Sur la situation des agents exécutifs intérimaires


23. Le gouvernement de consensus procèdera à la réévaluation de la nomination des agents intérimaires et pourvoira le cas échéant au remplacement des agents qui ne peuvent être retenus.

24. Les agents exécutifs intérimaires actuels qui n’auront pas démissionné dans les trente (30) jours, ainsi que ceux qui seront nommés après la publication des modifications de la loi électorale, ne pourront pas se présenter comme candidats aux prochaines élections.

Sur les mesures structurelles:


25. Il incombe au gouvernement de consensus de commencer à mettre en œuvre les mesures structurelles permettant de garantir la stabilité et la gouvernabilité du pays et d’engager des actions immédiates pour assurer la bonne gouvernance en mettant l’accent sur :

  • la rationalisation de la gestion des finances publiques ;
  • la moralisation du fonctionnement des institutions publiques ;
  • la création des conditions pour attirer les investissements susceptibles de créer des emplois durables bien rémunérés ;
  • la relance de la production nationale ;
  • la création de richesses et leur juste répartition en vue de réduire la pauvreté ;
  • la réforme du système judiciaire;
  • le renforcement des capacités d’intervention de la Cour Supérieure des Comptes et du Contentieux Administratif.

Une feuille de route sera établie pour orienter la mise en œuvre des mesures structurelles susmentionnées.

26. Pour ce qui est de la Constitution de 1987, il est souhaitable d’engager les concertations à l’échelle nationale en vue de construire le consensus nécessaire pour assurer l’adoption des amendements jugés indispensables. La Constitution étant le socle sur lequel doit être fondé notre démocratie, il importe de respecter autant que possible les règles et procédures qui y sont prévues pour son amendement.

27. Il demeure entendu que cet accord ne peut être modifié qu’après entente formelle entre les parties signataires de la présente.

28. Le présent Accord sera signé et exécuté par les parties, chacun en ce qui le concerne.

-=-=-

## Consigne a
Veuillez renvoyer chaque ligne des entrées ci-dessous qui contient le mot « stone ».

Données d'étiquetage par coordonnées
-=-=-

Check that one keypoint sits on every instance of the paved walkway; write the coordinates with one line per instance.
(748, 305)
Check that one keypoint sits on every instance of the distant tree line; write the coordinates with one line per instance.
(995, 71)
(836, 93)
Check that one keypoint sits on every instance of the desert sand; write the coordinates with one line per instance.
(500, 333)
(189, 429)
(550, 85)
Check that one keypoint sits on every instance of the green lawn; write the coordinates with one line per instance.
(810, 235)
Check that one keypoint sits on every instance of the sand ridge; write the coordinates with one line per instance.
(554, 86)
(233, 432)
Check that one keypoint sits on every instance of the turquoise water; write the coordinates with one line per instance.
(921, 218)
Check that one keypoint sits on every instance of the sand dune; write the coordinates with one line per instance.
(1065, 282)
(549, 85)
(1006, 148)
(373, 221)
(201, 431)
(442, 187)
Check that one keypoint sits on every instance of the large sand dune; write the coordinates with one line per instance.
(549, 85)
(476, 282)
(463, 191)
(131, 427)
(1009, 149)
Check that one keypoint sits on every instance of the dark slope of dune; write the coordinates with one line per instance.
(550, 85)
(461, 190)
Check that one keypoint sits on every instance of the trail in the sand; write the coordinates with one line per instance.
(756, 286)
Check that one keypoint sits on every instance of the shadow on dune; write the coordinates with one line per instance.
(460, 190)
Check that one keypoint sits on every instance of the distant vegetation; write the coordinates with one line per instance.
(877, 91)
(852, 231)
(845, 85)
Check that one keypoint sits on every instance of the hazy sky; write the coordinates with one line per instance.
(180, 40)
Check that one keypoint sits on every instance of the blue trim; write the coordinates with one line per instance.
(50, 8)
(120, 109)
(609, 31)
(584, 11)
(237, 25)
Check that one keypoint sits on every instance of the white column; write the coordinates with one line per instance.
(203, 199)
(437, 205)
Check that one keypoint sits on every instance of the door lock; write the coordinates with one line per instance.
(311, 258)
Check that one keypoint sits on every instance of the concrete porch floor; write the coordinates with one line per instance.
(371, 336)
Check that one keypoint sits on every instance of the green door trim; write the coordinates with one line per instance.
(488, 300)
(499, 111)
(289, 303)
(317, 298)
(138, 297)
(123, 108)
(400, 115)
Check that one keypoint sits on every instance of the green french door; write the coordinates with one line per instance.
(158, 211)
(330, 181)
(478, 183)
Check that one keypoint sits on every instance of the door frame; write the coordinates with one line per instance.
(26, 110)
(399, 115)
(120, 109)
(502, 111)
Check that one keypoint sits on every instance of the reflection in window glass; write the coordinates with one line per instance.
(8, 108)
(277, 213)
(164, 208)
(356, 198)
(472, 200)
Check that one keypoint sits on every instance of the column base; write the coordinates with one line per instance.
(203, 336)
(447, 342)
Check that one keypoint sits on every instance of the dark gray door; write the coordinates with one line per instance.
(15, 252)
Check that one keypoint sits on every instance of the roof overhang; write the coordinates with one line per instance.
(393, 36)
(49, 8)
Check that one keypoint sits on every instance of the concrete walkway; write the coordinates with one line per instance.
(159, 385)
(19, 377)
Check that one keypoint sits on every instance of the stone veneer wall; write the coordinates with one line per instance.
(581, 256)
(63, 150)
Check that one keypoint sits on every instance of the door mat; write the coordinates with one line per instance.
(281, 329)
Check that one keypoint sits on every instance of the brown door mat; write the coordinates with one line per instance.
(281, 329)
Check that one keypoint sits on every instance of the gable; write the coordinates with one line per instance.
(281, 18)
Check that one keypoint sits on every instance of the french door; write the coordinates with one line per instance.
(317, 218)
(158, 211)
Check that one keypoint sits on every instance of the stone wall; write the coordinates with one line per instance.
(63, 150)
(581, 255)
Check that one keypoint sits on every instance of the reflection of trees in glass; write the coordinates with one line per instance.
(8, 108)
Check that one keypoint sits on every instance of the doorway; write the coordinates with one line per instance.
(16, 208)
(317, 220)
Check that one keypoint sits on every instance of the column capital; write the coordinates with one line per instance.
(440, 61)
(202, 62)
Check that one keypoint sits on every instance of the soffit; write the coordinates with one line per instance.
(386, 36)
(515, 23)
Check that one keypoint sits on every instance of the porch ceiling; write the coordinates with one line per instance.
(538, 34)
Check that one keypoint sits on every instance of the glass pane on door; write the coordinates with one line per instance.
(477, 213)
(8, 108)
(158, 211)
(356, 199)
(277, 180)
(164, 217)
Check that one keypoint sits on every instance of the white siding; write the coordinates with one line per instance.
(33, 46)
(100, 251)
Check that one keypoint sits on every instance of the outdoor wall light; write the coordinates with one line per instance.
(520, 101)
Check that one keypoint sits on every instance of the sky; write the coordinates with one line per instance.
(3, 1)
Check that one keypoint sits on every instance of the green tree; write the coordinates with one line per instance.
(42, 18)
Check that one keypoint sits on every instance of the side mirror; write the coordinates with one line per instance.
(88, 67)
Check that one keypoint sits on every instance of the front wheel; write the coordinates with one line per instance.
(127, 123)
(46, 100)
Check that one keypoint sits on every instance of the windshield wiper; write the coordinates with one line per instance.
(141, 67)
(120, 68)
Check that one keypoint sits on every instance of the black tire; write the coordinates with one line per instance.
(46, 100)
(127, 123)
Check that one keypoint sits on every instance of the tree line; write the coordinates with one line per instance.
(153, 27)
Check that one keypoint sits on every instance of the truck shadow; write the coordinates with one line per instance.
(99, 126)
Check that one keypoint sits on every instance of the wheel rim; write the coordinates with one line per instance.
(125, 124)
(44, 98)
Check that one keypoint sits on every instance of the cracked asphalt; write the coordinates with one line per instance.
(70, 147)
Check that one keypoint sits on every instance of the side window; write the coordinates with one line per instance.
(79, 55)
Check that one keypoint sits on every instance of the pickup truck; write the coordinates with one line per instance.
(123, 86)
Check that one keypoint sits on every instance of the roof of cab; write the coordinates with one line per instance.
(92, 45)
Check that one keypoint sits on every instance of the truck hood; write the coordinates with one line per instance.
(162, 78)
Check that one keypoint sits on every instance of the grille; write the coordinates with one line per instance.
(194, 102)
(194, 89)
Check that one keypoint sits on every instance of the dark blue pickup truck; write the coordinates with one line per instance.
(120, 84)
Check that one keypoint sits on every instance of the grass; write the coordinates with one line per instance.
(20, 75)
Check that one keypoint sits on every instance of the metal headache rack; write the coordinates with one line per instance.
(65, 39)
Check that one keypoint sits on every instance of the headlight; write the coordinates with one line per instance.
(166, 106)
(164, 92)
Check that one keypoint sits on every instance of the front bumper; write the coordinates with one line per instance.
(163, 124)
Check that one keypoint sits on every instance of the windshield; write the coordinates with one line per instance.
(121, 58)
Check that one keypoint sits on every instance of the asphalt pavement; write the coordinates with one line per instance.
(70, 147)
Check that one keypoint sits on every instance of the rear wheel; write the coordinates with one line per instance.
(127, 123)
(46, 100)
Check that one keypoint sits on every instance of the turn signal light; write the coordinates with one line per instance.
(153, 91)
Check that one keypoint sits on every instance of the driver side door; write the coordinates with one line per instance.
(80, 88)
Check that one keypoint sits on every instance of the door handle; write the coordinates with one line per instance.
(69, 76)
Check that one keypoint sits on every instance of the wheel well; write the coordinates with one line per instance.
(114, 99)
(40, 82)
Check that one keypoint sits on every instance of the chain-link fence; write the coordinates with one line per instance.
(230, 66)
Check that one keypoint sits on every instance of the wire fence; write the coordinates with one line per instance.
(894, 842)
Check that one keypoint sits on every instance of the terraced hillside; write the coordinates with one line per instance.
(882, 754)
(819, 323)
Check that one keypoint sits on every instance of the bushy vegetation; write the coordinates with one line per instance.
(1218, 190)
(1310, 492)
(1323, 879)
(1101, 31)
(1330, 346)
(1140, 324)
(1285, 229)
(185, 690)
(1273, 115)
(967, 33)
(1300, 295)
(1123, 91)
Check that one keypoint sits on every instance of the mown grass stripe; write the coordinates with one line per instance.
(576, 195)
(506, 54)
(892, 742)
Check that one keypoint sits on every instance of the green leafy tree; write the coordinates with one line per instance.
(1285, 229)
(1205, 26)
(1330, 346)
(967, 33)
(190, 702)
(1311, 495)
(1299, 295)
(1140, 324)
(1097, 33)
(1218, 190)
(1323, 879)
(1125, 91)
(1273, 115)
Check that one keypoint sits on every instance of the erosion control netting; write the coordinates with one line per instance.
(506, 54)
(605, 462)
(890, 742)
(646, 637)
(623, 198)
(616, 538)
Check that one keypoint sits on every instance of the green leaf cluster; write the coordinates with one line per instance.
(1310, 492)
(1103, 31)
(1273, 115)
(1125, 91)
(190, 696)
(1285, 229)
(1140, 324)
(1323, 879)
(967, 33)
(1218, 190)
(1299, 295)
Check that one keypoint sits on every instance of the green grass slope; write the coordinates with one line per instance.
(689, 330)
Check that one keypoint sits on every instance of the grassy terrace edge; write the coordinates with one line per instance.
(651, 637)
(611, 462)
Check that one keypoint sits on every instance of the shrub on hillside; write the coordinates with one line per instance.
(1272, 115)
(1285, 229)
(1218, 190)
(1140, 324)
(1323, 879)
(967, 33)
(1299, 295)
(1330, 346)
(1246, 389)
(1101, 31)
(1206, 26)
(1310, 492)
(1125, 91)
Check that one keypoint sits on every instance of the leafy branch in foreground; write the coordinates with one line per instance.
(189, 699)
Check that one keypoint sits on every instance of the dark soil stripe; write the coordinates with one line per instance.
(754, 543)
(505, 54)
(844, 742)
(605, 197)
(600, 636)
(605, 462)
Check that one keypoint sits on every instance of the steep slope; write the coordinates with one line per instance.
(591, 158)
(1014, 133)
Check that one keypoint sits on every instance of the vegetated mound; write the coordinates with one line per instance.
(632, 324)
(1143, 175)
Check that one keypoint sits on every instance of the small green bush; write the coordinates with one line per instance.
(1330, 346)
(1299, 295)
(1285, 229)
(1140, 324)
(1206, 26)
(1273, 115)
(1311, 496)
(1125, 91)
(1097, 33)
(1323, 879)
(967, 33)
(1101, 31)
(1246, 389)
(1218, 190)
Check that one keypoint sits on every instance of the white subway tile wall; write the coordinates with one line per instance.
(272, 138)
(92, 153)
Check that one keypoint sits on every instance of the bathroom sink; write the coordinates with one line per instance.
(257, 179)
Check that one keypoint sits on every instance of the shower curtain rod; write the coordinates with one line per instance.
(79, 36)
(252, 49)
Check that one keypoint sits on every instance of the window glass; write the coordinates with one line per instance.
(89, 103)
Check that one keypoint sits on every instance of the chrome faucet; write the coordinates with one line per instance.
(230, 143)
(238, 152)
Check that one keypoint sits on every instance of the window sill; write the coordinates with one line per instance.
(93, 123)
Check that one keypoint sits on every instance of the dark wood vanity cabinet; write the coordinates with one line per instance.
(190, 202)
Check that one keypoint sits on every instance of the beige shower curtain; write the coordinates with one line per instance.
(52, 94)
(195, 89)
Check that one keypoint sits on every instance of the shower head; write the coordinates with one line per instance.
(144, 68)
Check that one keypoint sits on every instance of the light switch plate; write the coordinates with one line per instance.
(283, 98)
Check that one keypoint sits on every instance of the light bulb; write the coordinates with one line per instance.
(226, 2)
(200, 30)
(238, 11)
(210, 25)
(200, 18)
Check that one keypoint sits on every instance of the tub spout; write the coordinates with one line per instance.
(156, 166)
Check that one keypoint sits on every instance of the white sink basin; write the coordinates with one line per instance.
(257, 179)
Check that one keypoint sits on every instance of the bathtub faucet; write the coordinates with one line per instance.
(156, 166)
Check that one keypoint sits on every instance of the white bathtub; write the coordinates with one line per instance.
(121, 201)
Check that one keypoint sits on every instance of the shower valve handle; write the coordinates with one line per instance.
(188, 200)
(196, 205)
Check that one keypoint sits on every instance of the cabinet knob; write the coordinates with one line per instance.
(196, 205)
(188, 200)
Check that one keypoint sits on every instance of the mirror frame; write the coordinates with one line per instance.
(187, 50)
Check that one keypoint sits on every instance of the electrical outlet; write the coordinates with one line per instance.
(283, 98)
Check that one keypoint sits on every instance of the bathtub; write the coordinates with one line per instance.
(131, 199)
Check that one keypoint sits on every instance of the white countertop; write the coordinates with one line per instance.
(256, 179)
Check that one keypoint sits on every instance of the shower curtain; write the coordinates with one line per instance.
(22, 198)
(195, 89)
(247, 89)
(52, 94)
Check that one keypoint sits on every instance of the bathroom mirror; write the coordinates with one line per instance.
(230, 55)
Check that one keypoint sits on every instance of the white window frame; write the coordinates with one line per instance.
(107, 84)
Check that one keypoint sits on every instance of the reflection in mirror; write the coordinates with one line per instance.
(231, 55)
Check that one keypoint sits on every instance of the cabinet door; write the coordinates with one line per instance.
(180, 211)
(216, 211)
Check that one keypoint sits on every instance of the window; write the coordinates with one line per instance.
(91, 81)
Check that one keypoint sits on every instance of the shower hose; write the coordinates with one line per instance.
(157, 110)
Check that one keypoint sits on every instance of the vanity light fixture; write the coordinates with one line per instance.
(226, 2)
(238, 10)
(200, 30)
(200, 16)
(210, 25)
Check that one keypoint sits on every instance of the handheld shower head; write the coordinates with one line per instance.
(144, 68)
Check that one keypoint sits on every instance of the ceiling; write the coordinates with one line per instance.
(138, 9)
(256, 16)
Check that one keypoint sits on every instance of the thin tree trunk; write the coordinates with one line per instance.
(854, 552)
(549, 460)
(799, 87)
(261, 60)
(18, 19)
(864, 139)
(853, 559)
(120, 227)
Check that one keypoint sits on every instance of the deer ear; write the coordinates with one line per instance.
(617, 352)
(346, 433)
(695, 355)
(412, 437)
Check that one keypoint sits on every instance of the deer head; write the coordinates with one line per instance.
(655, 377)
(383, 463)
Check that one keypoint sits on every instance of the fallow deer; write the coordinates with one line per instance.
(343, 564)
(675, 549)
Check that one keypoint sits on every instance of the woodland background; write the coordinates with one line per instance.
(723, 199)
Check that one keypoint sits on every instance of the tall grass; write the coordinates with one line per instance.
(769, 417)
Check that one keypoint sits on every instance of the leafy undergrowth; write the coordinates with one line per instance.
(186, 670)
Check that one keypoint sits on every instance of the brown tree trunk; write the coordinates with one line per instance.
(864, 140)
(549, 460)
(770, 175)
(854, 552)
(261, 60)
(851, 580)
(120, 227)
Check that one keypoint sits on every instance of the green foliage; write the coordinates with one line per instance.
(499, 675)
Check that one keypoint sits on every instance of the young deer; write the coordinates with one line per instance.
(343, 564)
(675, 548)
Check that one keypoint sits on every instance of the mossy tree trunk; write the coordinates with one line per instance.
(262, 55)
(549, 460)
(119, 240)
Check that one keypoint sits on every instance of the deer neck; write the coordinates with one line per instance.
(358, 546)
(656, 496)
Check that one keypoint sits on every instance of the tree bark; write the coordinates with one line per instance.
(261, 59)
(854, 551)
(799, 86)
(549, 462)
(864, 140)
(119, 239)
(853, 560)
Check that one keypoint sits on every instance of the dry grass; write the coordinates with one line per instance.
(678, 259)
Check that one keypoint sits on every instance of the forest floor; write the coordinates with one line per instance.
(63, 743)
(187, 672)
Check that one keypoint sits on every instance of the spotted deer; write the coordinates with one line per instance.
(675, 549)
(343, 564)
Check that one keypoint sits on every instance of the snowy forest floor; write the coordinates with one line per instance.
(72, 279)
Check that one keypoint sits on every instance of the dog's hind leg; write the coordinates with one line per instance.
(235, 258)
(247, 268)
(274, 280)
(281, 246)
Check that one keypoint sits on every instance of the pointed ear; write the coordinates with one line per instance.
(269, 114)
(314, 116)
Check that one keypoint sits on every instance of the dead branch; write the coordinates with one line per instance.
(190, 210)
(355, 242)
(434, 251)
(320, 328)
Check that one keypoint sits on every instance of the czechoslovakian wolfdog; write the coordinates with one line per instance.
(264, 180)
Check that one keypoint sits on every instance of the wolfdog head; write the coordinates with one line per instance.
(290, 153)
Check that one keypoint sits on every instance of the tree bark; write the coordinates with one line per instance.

-=-=-

## Consigne b
Recopiez mot pour mot le passage de l'extrait du texte ci-dessus, depuis « Une feuille de » jusqu'à « qui le concerne. » inclus.

## Réponse attendue a
Check that one keypoint sits on every instance of the stone veneer wall; write the coordinates with one line per instance.
Check that one keypoint sits on every instance of the stone wall; write the coordinates with one line per instance.

## Réponse attendue b
Une feuille de route sera établie pour orienter la mise en œuvre des mesures structurelles susmentionnées.

26. Pour ce qui est de la Constitution de 1987, il est souhaitable d’engager les concertations à l’échelle nationale en vue de construire le consensus nécessaire pour assurer l’adoption des amendements jugés indispensables. La Constitution étant le socle sur lequel doit être fondé notre démocratie, il importe de respecter autant que possible les règles et procédures qui y sont prévues pour son amendement.

27. Il demeure entendu que cet accord ne peut être modifié qu’après entente formelle entre les parties signataires de la présente.

28. Le présent Accord sera signé et exécuté par les parties, chacun en ce qui le concerne.